**EXCERPTED TEXT**
What challenges are there for eHealth? Interview with Eric Guiffard, new head of the Connected Medicine laboratory

On October 14 to 17, the Journées Francophones de Radiologie will be held. This event is a chance for us to ask the new head of the Connected Medicine laboratory at b<>com about trends in the field.

A graduate of the Ecole des Mines in Douai with 10 years' experience at a maker of ultrasound scanners, Eric Guiffard joined b<>com in September 2016.

The progress made by medical imaging and information technologies is opening up a new era in medical care. What challenges are currently facing connected medicine?

The distribution of digital technologies, both in their increasing computing power and by their diminishing size, makes it possible to create increasingly powerful devices, which are increasingly numerous but also increasingly distributed. At the same time, new usages are appearing, while practices are becoming more complex.

The widespread distribution of devices requires augmenting their "intelligence" so much they must be placed elsewhere, residing wholly or partially in the cloud. Furthermore, the increasing complexity of practices requires increasing their interoperability with other devices in the health care system (planning, management, diagnostics, therapy, procedure, etc.). The main challenge of connected medicine today is to successfully get all of these devices working together for different usages while ensuring optimal quality of care for the patient.

How might we imagine connected medicine in 10 years?

A powerful wave of tools and resources is expected to arrive, and lead to a "deconstruction" of medical practice into two disciplines, which rely on the increased connectivity of medical devices.

First, telemedicine. The expert will be able to support a tricky procedure even while thousands of miles away. Furthermore, a patient may be equipped with communicating devices connected to a hospital in order to ensure he/she is being monitored and allow him/her to lead a "normal" life.

Furthermore, with respect to smart medicine, it is possible to conceive that doctors could conduct exams using "smart" instruments that will be able to guide their own user. Those users [doctors? instruments?? -translator] will themselves have access to data banks and artificial intelligence, locally or remotely. Increasingly intelligent systems will have the ability to connect together and carry out a complex function that they would not be able to do on their own, which would either be designed by the "expert" user or "learned" by the device.

What research projects are underway at b<>com?
The Connected Medicine laboratory that I lead is conducting experiments under actual conditions regarding innovative technologies for distributed medical imaging info-structures. Among other things, this entails producing concrete applications that use fundamental knowledge to leverage clinical data for research. The findings of the research might benefit patients, such as by helping them choose the right medication based on changes in pathology measured in the image. We are also beginning an ambitious study of how to make video interoperable in the surgical operating room, which is far from where we currently are.

**DATA LISTING**
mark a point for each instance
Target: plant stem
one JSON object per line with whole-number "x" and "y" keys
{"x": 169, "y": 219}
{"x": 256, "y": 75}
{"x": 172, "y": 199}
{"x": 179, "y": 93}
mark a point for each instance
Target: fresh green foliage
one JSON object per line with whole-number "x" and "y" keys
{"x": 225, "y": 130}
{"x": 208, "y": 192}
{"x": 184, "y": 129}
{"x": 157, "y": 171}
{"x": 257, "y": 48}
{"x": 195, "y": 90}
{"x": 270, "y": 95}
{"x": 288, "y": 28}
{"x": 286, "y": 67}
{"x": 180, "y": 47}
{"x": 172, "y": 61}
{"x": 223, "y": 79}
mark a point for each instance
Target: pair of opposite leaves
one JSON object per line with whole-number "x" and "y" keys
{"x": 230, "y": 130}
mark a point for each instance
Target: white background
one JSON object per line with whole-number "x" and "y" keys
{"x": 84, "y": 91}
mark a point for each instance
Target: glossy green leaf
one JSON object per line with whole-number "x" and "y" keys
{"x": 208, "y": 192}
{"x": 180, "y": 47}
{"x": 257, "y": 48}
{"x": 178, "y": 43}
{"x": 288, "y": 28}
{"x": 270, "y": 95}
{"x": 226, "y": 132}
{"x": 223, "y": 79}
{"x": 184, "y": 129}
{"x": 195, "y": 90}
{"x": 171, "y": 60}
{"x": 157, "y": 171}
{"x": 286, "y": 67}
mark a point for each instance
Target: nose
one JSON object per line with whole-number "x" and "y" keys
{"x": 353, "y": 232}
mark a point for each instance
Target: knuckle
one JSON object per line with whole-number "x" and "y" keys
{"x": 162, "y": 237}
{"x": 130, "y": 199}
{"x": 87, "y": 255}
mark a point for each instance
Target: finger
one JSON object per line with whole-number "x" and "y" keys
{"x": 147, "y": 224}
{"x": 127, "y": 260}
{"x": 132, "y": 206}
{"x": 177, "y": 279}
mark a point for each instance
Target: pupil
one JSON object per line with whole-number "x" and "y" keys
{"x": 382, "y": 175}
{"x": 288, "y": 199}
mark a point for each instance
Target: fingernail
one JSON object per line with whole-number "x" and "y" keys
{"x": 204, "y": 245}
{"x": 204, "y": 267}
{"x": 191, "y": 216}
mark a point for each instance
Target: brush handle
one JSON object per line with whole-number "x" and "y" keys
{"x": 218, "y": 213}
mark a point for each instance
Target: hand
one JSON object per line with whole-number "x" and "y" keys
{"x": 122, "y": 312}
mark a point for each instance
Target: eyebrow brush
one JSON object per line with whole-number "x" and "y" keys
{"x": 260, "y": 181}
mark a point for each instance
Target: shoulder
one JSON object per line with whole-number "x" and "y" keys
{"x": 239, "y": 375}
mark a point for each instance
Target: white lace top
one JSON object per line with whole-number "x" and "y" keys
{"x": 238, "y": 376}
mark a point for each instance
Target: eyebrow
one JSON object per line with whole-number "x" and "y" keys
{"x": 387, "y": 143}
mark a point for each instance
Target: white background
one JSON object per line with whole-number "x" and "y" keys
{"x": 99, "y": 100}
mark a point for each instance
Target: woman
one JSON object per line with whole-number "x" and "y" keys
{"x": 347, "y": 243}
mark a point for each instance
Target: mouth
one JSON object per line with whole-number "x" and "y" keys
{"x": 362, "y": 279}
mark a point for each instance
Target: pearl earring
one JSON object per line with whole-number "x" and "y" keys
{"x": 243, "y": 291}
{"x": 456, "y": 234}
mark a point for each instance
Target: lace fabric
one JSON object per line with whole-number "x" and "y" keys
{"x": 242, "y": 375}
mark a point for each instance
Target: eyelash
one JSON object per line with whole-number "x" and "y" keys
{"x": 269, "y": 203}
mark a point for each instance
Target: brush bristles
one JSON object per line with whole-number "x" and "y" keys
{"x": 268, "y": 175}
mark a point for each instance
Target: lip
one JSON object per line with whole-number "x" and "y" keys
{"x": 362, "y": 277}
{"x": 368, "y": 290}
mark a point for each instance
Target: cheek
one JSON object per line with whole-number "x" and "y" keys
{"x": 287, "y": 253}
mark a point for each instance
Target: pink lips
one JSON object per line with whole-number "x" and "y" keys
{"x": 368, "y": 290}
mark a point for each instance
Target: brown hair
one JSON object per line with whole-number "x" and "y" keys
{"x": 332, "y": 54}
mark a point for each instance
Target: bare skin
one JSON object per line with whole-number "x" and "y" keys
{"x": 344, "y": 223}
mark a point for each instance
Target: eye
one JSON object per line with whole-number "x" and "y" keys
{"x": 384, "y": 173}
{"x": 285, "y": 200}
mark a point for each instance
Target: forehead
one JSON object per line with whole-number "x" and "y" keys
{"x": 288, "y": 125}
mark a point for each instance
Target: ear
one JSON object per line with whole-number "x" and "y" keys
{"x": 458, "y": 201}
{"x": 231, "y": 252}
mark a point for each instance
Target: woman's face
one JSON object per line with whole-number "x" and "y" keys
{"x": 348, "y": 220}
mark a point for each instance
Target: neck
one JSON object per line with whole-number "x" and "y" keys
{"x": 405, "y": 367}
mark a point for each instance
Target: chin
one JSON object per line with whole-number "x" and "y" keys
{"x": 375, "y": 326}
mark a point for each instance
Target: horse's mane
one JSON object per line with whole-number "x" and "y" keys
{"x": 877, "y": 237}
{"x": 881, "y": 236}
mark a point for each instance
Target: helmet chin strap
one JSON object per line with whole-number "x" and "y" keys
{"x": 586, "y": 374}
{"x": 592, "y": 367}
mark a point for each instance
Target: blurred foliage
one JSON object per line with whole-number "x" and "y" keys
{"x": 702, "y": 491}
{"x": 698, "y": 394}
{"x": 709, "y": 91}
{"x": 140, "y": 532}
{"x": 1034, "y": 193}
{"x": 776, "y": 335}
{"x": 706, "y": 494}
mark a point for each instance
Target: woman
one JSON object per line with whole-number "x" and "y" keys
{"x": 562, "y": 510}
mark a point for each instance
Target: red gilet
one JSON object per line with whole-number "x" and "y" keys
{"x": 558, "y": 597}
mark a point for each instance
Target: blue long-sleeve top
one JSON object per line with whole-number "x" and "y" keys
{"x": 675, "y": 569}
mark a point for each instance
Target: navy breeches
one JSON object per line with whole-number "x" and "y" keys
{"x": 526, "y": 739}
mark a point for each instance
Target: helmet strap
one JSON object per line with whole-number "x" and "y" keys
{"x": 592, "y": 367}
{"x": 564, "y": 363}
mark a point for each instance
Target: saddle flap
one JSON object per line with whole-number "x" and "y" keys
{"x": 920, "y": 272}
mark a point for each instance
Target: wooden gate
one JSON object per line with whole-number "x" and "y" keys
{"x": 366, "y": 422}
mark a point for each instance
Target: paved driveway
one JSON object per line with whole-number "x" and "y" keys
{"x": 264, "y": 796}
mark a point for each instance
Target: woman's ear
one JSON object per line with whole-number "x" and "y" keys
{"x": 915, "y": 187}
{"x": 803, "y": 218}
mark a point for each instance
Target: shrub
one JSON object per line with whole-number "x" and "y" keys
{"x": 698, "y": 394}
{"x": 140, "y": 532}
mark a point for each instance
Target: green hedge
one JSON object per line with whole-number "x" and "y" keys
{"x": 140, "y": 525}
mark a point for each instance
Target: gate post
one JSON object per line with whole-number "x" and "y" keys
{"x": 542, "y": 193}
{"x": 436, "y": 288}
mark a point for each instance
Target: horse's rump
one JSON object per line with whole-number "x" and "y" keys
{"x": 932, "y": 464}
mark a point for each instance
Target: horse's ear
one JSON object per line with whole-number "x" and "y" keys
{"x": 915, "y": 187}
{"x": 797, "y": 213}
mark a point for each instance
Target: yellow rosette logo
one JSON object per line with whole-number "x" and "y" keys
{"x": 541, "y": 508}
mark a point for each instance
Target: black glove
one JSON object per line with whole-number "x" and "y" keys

**TASK 1**
Summarize the interview in two sentences.
**TASK 2**
Please copy the interview word for word, from "The progress made" to "facing connected medicine?".

**ANSWER 1**
In an interview held ahead of the Journées Francophones de Radiologie, Eric Guiffard, the new head of the Connected Medicine laboratory at b<>com, says the main challenge of connected medicine is getting increasingly numerous and distributed devices to work together while ensuring optimal quality of care for the patient. He expects medical practice to split into two disciplines, telemedicine and smart medicine, and describes his laboratory's experiments with distributed medical imaging info-structures and a new study on making video interoperable in the surgical operating room.

**ANSWER 2**
The progress made by medical imaging and information technologies is opening up a new era in medical care. What challenges are currently facing connected medicine?